To do ▸ Write out, character for character, the lines of the listing from the one containing "outline white sign board" through the end of the listing, both ends included.

Segmentation labeling listing ▸
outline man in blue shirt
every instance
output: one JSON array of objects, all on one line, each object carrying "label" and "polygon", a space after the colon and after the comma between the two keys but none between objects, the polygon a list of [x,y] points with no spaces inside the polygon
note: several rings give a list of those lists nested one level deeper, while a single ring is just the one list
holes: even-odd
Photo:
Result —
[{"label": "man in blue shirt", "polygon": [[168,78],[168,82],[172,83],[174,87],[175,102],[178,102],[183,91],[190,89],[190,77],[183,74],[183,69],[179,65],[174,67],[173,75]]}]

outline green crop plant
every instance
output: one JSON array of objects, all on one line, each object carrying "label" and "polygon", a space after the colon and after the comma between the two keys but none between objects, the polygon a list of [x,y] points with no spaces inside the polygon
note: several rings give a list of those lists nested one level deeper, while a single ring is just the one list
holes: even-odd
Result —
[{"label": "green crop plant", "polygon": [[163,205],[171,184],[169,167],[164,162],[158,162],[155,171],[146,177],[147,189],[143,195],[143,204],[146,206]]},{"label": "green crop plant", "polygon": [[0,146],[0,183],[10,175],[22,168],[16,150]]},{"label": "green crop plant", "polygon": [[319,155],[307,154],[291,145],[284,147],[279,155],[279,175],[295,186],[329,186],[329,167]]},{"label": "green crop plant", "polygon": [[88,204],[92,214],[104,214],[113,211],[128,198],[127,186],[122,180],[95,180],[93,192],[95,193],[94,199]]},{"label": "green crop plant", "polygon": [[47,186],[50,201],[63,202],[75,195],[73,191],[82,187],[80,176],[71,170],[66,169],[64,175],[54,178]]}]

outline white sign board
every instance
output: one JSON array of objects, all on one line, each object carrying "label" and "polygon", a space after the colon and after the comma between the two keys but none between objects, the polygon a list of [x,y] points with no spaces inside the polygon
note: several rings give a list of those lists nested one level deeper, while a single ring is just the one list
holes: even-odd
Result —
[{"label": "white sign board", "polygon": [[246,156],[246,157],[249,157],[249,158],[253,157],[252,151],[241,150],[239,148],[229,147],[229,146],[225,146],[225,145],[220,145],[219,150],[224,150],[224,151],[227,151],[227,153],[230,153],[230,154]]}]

Reply ▸
outline white sign board
every instance
output: one JSON array of objects, all on one line, each object carrying "label" and "polygon", a space after the colon and after the comma between the two keys but none between objects, the polygon a list of [x,y] points with no spaces inside the polygon
note: several rings give a list of those lists nested one level deeper, while a single ring is just the one list
holes: even-odd
Result —
[{"label": "white sign board", "polygon": [[246,156],[246,157],[249,157],[249,158],[253,157],[252,151],[241,150],[239,148],[229,147],[229,146],[225,146],[225,145],[220,145],[219,150],[224,150],[224,151],[227,151],[227,153],[230,153],[230,154]]}]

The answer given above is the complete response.